▶ [Fragmento seleccionado]:
- - -

María Elena Walsh  escribió un poema donde dice:” Tantas charlas, tanta vida, tanto anochecer con olor a comida…” El sujeto es su pareja, la casa la define como un barco quieto, así se llama el poema: ”Barco Quieto”. Cierra cada estrofa con una aseveración: ”Afuera llora la ciudad tanta soledad”.

Muchas de las calles de la ciudad son eso, eso que define María Elena : una soledad que llora la ciudad.

En estos días de peste continua no hay modo de llenarlas de bocinazos, vidas, pibes en la vereda y mujeres con bolsos de la feria. Eso se extraña.

La peste ha obligado a extrañar lo cotidiano, lo común y, también, a exacerbar el reconocimiento de los detalles, los sonidos, los matices. En una de estas crónicas conté la trompeta del churrero a las seis de la tarde en el otoño, como si nada sucediese y sucedía: nadie lo paraba. Pasaba olímpica esa trompeta pero era otoño y ahora han dicho invierno o, como dice un amigo que acostumbra a desfigurar las palabras: “ han dicido inverno”. Bien o mal conjugado el frío acomoda las cosas para la tibieza y la cocina. Para el adentro.

La peste obliga a pensar el próximo movimiento en cada amanecer. El baño, el desayuno y la programación del día. No está la premura por salir hacia el trabajo o, para ser mas amplios, no aparece del mismo modo. Los trasnoches pueden ser de insomnio o series televisivas, la aventura de un libro descangalla almohadones y cobertores.

Soy un lector, ignoro si a los no lectores la peste les despertó la fiebre. En mi caso releo bastante. Miro series policiales, ya lo dije. Escribo. También cocino. Hablo, hablo mucho por teléfono. Escribo mensajes y cartas además de las de rigor y cocino. Lo repito porque es cierto y compulsivo.

- - -

▶ [Datos proporcionados]:

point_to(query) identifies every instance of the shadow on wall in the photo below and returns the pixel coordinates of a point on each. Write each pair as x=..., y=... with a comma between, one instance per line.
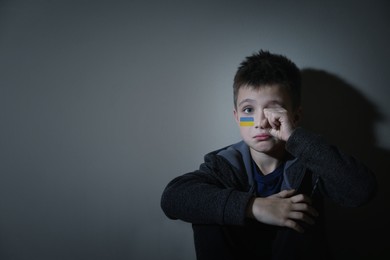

- - -

▶ [Consignas]:
[1] Según el fragmento seleccionado, ¿con qué cosas no hay modo de llenar las calles en estos días de peste?
[2] Transcribe del fragmento seleccionado el pasaje que arranca con las palabras "La peste obliga" y termina después de "cierto y compulsivo.".

▶ [Respuestas]:
[1] Bocinazos; vidas; pibes en la vereda; mujeres con bolsos de la feria.

[2]
La peste obliga a pensar el próximo movimiento en cada amanecer. El baño, el desayuno y la programación del día. No está la premura por salir hacia el trabajo o, para ser mas amplios, no aparece del mismo modo. Los trasnoches pueden ser de insomnio o series televisivas, la aventura de un libro descangalla almohadones y cobertores.

Soy un lector, ignoro si a los no lectores la peste les despertó la fiebre. En mi caso releo bastante. Miro series policiales, ya lo dije. Escribo. También cocino. Hablo, hablo mucho por teléfono. Escribo mensajes y cartas además de las de rigor y cocino. Lo repito porque es cierto y compulsivo.